Testo selezionato:
Occorre che la vita presbiterale incarni, cioè, questo modello relazionale che Gesù propone e che ruota interamente attorno alla reciprocità. Ricordiamoci che Dio abita "al centro del villaggio".

Se è vero che la reciprocità nel riconoscimento e nell’accoglienza dell’altro, nel dono e nella comunicazione di sé, non solo apre un nuovo modo di stare insieme, di vivere con l’altro ma racchiude tutta la novità della relazione cristiana, intesa come incarnazione della relazione trinitaria, quanto più la spiritualità di comunione dovrebbe permeare la vita e la fraternità presbiterale.

Nella vita del presbitero deve trovare forza questo concetto. Oltre che per la testimonianza cristiana da portare agli altri fratelli, dobbiamo sentire il bisogno di una fraternità presbiterale propriamente come luogo di santificazione e di crescita nella comunione tra noi.

È in questo esserci per gli altri presbiteri che partecipiamo così all’esserci stesso di Gesù tra noi. Lì, cioè, sarà il luogo dove trova spazio la presenza di Cristo.

Non dimentichiamo pertanto quanto ci ha ricordato Giovanni Paolo II nella Novo Millennio ineunte, dove soprattutto sottolinea la necessità di promuovere una "spiritualità di comunione" che è capace di permeare la vita della Chiesa a tutti i livelli, compresi noi presbiteri. E nel caso nostro la comunione nascerà dalla capacità di sentire il confratello "come uno che mi appartiene, per saper condividere le sue gioie, le sue sofferenze, per intuire i suoi desideri e prendersi cura dei suoi bisogni, per offrirgli una vera e profonda amicizia" (Novo Millennio ineunte, 43).

Ritengo che la via alla santità presbiterale non può fare a meno per noi della presenza dell’altro presbitero, è percorsa con quest’altro, in sua compagnia, insieme a lui e in comunione con lui, in un rapporto di piena e continua reciprocità.

 

Fraternità presbiterale, luogo di crescita

Si dice che gli uomini sono in grado di sopportare qualsiasi condizione, salvo quella di non essere importanti per qualcuno. E ciò avviene nel caso dell’isolamento, quando cioè si sperimenta di sentirsi senza legami significativi. Nessun uomo può vivere nell’isolamento. Fa soffrire tutto questo ancor più quando si verifica nei confronti dei presbiteri. Il miglior modo per non caderci o per uscirne eventualmente fuori sta propriamente nella relazione presbiterale.

Dati forniti:
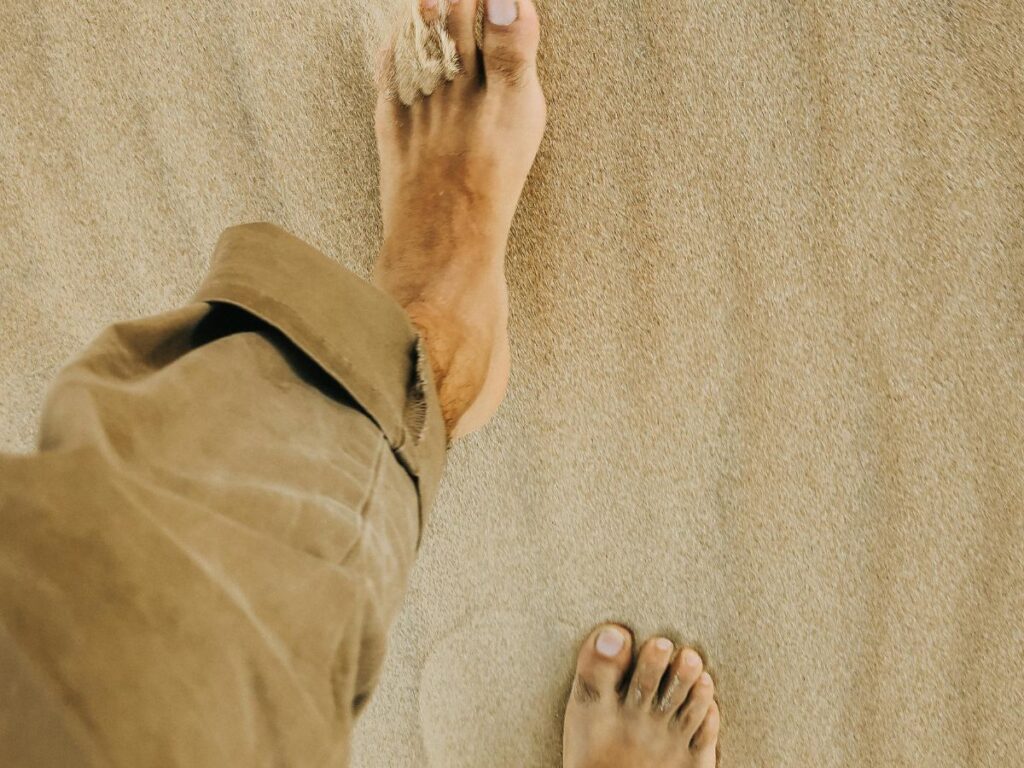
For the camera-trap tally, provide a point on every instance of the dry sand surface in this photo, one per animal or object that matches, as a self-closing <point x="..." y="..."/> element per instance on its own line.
==
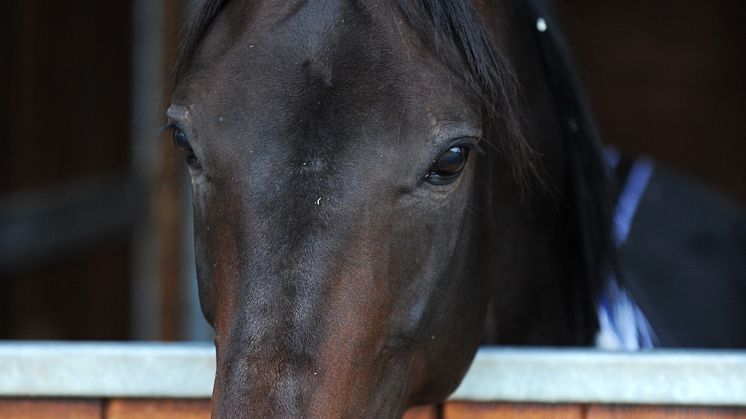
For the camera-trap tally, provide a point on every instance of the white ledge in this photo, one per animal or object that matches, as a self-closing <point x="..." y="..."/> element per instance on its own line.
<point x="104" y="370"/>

Consegne:
- 1) Trasforma in un elenco puntato il paragrafo del testo sulla fraternità presbiterale che comincia con «Si dice che gli uomini», conservandone i fatti principali.
- 2) Riassumi in due frasi il testo sulla fraternità presbiterale.
- 3) Per favore, prosegui il testo sulla fraternità presbiterale a partire dal punto in cui si interrompe.

Risposte attese:
- 1)
- Gli uomini sopportano qualsiasi condizione, tranne quella di non essere importanti per qualcuno.
- Questo accade nell'isolamento, quando ci si sente senza legami significativi.
- Nessun uomo può vivere nell'isolamento.
- La sofferenza è ancora maggiore quando riguarda i presbiteri.
- Il modo migliore per non cadere nell'isolamento, o per uscirne, è la relazione presbiterale.

- 2) La vita presbiterale deve incarnare il modello relazionale di reciprocità proposto da Gesù, e la fraternità presbiterale va sentita come luogo di santificazione e di crescita nella comunione, dove trova spazio la presenza di Cristo. Richiamando la «spiritualità di comunione» indicata da Giovanni Paolo II nella Novo Millennio ineunte, il testo afferma che la via alla santità presbiterale si percorre insieme all'altro presbitero e che la relazione presbiterale è il modo migliore per non cadere nell'isolamento o per uscirne.

- 3)
Serve precisare però che isolamento non è solitudine. Infatti c’è una forma di solitudine che fa parte dell’esperienza di tutti ed è quindi un fattore normale, anzi è condizione indispensabile alla cura della vita interiore. C’è anche una solitudine che però nasce a volte da difficoltà varie. Il presbitero in quest’altro caso deve sapere che ci sono mezzi molto utili per superare gli effetti negativi della solitudine, soprattutto mediante una sincera partecipazione al presbiterio diocesano, intensificando una mutua collaborazione, praticando la vita fraterna tra presbiteri e vivendo anche una sana amicizia con quei laici che maggiormente si frequentano.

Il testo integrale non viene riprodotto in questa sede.